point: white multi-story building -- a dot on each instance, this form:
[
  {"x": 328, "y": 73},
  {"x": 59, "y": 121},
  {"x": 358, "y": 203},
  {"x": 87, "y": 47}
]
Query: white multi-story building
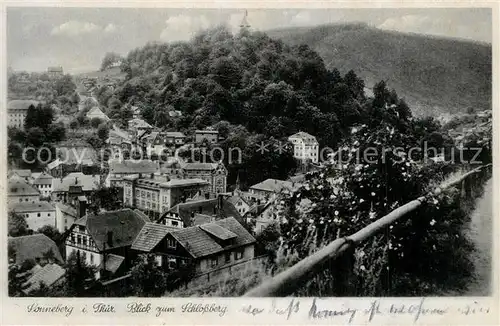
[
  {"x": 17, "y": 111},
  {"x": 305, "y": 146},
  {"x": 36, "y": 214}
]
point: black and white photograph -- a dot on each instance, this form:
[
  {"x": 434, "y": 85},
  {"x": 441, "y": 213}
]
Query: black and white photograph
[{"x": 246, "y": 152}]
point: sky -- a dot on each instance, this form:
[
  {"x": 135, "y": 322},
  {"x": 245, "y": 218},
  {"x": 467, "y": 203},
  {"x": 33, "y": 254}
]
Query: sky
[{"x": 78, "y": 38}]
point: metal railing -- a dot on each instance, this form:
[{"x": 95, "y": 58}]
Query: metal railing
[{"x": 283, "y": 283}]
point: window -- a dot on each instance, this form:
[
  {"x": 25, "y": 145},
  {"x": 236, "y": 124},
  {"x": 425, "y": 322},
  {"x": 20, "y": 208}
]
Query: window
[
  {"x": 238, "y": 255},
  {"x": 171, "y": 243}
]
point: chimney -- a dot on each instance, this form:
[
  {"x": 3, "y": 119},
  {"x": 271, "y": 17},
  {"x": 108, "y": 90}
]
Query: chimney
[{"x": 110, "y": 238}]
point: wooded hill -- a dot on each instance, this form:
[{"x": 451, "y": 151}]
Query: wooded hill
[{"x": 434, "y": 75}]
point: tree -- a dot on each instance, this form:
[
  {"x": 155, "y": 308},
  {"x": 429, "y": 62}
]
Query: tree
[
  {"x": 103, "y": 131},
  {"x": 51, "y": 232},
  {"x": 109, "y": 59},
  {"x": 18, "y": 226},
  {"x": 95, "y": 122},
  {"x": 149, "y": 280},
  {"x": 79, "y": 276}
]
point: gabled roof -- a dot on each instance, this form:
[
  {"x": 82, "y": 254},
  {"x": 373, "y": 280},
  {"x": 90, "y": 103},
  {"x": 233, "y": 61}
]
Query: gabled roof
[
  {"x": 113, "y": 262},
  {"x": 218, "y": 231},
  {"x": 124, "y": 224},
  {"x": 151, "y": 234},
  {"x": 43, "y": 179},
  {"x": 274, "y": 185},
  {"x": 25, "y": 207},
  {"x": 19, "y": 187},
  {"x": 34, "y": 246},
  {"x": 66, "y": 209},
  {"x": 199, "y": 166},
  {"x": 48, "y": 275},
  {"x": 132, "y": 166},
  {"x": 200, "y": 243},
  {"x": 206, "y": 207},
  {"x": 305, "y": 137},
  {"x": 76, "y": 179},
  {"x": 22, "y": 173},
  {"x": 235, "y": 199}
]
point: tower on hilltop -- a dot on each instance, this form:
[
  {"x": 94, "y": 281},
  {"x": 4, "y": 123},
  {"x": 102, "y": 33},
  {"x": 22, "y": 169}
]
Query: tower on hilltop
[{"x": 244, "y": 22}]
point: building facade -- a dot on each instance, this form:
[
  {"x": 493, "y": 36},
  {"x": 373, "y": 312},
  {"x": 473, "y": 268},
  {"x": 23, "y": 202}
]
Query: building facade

- - -

Goal of the exercise:
If the material above contains pictures, exclude them from an otherwise exact transcription.

Task output:
point: white multi-story building -- a dot on each instance, this form:
[
  {"x": 328, "y": 73},
  {"x": 59, "y": 121},
  {"x": 358, "y": 203},
  {"x": 87, "y": 47}
]
Query: white multi-story building
[
  {"x": 17, "y": 111},
  {"x": 305, "y": 146},
  {"x": 36, "y": 214}
]
point: black and white photograph -- a dot on each instance, this form:
[
  {"x": 434, "y": 85},
  {"x": 441, "y": 213}
]
Query: black and white photograph
[{"x": 246, "y": 152}]
point: sky -- a dot on each instance, this form:
[
  {"x": 135, "y": 322},
  {"x": 245, "y": 218},
  {"x": 467, "y": 203},
  {"x": 33, "y": 254}
]
Query: sky
[{"x": 78, "y": 38}]
point: metal railing -- a dot on each instance, this form:
[{"x": 95, "y": 58}]
Query: metal railing
[{"x": 283, "y": 283}]
point: window -- a dot on each instance, this form:
[
  {"x": 25, "y": 145},
  {"x": 236, "y": 124},
  {"x": 425, "y": 322},
  {"x": 20, "y": 208}
]
Query: window
[
  {"x": 238, "y": 255},
  {"x": 171, "y": 243}
]
point: chimney -- a dot on each instance, this form:
[
  {"x": 3, "y": 119},
  {"x": 271, "y": 17},
  {"x": 108, "y": 90}
]
Query: chimney
[{"x": 110, "y": 238}]
point: wooded hill -- a dot on each instance, this form:
[{"x": 451, "y": 151}]
Query: wooded hill
[{"x": 434, "y": 75}]
point: tree -- a dot on each instance, this form:
[
  {"x": 155, "y": 308},
  {"x": 429, "y": 62}
]
Query: tree
[
  {"x": 103, "y": 131},
  {"x": 51, "y": 232},
  {"x": 109, "y": 59},
  {"x": 18, "y": 226},
  {"x": 95, "y": 122},
  {"x": 149, "y": 280},
  {"x": 79, "y": 276}
]
point: gabled roof -- a dot on each instance, this form:
[
  {"x": 82, "y": 254},
  {"x": 373, "y": 280},
  {"x": 90, "y": 103},
  {"x": 233, "y": 61}
]
Query: gabled roof
[
  {"x": 113, "y": 262},
  {"x": 218, "y": 231},
  {"x": 124, "y": 224},
  {"x": 151, "y": 234},
  {"x": 43, "y": 179},
  {"x": 274, "y": 185},
  {"x": 25, "y": 207},
  {"x": 19, "y": 187},
  {"x": 34, "y": 246},
  {"x": 66, "y": 209},
  {"x": 199, "y": 166},
  {"x": 48, "y": 275},
  {"x": 132, "y": 166},
  {"x": 200, "y": 243},
  {"x": 206, "y": 207},
  {"x": 305, "y": 137},
  {"x": 76, "y": 179},
  {"x": 22, "y": 173},
  {"x": 235, "y": 199}
]
point: tower on hilltop -- a dot on each instance, this form:
[
  {"x": 94, "y": 281},
  {"x": 4, "y": 123},
  {"x": 102, "y": 33},
  {"x": 22, "y": 169}
]
Query: tower on hilltop
[{"x": 244, "y": 22}]
point: building facade -- a dot on each instance, this form:
[
  {"x": 493, "y": 36},
  {"x": 373, "y": 312},
  {"x": 473, "y": 268},
  {"x": 23, "y": 202}
]
Query: building facade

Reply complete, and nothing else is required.